__DOCUMENT SECTION__:
═══

Add in the corn and powders (chili powder, turmeric and salt), cook for a few minutes. To this mixture, pour 4 cups of hot water (lesser if you like your pilaf flaky, more if you like it soft and mushy) and bring to a boil. Now drain the soaked rice and add it into the bubbling mixture slowly. Let is simmer on high for 3 minutes.

Add in the lime juice, then, cover the simmering mixture on low heat for the next 10-12 minutes. Stir occasionally, very gently. All the liquid will evaporate. Test to see if the rice is cooked. If it is watery, let it stay on low heat for a few more minutes. Turn off the heat. Smear the top of the pilaf with 1tsp ghee just before it is served. Serve hot. Enjoy!

March 18, 2011

Pepper Shrimp/Prawn Fry

This shrimp dish is easy to prepare. I marinated the shrimp in a cilantro and green chili paste, pan roasted them with green pepper and onions in very little oil. 

What I used: Serves 4
2 lb cooked shrimp with tail on
2 cups fresh green pepper/capsicum julienne (cut into thin long strips)
2 cups onion julienne
½ cup fresh cilantro
8-10 green hot chilies (lesser if you like)

═══

__JOB ITEM__: Retype a portion of the recipe excerpt word for word, beginning at the words "March 18, 2011" and stopping after "very little oil.". The items that follow this recipe excerpt aren't needed for anything here.

__Dataset records__:
═══

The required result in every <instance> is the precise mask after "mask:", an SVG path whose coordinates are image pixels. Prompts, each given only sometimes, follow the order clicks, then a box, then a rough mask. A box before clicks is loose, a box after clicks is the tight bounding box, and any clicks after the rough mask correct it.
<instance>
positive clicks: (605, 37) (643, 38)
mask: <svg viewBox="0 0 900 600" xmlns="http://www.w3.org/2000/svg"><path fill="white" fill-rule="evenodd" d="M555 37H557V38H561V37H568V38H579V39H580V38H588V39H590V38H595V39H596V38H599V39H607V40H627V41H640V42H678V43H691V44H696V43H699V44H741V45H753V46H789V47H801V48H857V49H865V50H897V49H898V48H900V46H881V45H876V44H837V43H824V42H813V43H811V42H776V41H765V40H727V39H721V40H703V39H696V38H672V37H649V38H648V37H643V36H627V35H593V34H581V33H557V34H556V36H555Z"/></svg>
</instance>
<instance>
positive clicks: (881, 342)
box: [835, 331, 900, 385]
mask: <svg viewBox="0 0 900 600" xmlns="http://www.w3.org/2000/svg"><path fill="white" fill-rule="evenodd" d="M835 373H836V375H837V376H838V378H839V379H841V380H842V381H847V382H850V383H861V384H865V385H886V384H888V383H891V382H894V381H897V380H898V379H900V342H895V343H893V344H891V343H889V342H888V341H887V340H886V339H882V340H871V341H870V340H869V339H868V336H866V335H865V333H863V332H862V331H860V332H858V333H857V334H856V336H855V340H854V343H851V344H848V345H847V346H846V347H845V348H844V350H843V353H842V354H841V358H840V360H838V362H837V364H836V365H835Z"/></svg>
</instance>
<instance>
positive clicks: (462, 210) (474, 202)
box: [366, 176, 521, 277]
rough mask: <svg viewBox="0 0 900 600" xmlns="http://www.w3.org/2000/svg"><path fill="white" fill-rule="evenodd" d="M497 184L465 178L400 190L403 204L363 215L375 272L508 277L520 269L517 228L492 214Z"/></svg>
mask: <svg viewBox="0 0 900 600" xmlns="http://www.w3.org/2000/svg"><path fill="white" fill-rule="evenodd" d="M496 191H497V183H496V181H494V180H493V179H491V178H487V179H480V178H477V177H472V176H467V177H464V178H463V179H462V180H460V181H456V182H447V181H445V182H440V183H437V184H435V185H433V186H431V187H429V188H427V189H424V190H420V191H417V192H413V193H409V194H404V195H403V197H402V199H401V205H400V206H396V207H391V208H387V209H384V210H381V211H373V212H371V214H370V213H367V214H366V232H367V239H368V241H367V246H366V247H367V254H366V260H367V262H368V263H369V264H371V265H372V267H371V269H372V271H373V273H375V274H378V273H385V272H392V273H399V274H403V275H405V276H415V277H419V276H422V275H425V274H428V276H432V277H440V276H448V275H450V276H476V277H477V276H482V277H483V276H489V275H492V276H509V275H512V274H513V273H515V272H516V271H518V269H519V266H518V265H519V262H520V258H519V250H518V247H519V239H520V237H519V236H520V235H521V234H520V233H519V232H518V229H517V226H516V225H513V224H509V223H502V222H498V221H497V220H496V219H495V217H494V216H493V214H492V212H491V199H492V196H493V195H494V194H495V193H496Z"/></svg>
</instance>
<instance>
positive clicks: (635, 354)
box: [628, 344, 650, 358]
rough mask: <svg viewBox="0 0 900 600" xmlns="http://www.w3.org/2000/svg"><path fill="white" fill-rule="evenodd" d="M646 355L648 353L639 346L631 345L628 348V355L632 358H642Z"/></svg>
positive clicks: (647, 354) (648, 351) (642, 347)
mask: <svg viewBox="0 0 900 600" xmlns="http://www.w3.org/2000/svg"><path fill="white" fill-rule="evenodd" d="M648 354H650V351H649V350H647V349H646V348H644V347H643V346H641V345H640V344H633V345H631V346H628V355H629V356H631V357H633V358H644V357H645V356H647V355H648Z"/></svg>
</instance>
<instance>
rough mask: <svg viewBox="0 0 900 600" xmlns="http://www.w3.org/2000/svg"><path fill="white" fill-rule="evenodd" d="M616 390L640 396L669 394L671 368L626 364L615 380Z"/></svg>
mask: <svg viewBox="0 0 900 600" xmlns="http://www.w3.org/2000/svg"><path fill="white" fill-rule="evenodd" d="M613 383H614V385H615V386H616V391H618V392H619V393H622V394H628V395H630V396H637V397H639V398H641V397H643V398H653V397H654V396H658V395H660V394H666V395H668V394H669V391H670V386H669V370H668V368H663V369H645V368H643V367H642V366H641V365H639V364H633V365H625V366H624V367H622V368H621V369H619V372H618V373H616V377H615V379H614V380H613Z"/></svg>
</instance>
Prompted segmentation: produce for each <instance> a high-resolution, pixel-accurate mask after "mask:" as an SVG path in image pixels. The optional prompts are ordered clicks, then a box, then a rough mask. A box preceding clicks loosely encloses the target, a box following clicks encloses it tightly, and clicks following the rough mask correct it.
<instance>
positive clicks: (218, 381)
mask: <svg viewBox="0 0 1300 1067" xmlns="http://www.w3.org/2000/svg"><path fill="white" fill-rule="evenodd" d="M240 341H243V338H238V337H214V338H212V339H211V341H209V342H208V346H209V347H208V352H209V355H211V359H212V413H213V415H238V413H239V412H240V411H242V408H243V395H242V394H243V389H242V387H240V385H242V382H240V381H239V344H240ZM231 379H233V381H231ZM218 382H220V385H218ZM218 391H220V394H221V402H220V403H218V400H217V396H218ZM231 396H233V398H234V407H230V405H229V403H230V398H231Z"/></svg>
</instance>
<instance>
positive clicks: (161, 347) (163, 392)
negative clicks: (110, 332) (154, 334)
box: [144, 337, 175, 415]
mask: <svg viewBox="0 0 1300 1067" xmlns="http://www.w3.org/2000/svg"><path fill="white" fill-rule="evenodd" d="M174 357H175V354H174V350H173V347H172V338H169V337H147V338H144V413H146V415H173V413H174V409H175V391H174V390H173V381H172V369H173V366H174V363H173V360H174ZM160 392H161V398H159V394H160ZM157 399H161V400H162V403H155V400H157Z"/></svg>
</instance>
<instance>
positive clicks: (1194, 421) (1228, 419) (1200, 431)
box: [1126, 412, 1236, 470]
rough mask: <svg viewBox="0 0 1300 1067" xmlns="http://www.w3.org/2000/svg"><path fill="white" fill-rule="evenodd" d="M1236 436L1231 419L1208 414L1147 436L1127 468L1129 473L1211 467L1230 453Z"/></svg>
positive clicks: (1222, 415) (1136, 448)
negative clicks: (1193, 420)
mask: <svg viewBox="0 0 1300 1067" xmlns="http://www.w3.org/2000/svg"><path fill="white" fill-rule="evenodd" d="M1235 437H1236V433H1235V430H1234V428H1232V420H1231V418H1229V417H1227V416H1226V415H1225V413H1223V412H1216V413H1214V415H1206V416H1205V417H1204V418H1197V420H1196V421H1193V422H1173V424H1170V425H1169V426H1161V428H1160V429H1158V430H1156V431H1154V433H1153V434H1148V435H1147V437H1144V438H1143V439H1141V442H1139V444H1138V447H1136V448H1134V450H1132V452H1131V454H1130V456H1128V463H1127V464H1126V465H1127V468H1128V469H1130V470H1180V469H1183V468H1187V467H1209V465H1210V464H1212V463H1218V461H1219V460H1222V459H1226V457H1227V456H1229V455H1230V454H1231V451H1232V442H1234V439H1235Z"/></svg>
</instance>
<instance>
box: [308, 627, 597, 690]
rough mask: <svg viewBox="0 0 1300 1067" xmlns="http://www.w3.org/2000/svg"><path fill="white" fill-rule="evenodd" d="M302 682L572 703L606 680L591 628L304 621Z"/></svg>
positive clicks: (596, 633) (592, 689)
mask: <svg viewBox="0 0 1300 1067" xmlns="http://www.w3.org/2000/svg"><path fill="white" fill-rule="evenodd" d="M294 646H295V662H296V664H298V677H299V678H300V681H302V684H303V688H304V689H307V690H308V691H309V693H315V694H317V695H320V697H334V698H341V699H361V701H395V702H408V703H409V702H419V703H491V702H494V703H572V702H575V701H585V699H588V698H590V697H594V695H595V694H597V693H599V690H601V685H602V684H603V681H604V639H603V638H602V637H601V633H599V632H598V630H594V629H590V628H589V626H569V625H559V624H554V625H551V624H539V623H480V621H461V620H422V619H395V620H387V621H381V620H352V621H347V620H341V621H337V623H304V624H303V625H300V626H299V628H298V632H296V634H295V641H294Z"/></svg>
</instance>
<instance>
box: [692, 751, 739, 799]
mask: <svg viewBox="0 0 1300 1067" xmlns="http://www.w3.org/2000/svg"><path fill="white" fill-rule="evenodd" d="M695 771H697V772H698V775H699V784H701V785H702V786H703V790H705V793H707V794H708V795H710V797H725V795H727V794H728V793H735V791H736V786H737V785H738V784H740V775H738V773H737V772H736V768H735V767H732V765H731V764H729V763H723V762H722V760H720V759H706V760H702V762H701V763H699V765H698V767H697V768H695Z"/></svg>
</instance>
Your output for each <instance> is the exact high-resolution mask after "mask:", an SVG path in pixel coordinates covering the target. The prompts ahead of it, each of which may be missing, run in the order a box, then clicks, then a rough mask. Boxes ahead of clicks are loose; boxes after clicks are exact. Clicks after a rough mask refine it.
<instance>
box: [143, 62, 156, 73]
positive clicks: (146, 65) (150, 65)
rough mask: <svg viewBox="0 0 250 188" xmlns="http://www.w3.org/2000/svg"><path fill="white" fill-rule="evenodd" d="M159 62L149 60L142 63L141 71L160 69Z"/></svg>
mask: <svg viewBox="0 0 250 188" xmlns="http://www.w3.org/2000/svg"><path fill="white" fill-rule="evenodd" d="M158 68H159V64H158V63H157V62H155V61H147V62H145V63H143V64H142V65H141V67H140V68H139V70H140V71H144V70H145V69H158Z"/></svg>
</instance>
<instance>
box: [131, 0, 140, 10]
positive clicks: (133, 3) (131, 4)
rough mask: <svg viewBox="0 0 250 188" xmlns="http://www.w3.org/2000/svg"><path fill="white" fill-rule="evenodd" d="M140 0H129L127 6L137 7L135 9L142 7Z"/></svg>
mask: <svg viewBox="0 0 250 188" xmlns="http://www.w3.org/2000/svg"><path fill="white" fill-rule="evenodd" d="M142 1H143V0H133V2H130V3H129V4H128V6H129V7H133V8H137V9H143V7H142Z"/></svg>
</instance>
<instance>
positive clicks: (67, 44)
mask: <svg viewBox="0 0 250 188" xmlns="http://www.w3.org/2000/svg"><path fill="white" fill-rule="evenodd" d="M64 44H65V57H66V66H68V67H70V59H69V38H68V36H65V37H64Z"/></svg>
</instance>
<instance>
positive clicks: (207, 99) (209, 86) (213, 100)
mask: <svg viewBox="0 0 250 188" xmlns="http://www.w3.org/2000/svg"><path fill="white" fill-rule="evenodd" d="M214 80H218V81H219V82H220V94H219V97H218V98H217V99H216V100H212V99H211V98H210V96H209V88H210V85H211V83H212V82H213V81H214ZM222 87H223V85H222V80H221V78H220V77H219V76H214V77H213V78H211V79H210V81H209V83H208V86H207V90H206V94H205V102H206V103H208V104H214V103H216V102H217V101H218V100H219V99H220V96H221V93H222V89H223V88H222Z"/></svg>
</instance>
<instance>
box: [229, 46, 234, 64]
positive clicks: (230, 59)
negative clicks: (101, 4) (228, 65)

═══

__RESULT FOR THIS EXERCISE__:
March 18, 2011

Pepper Shrimp/Prawn Fry

This shrimp dish is easy to prepare. I marinated the shrimp in a cilantro and green chili paste, pan roasted them with green pepper and onions in very little oil.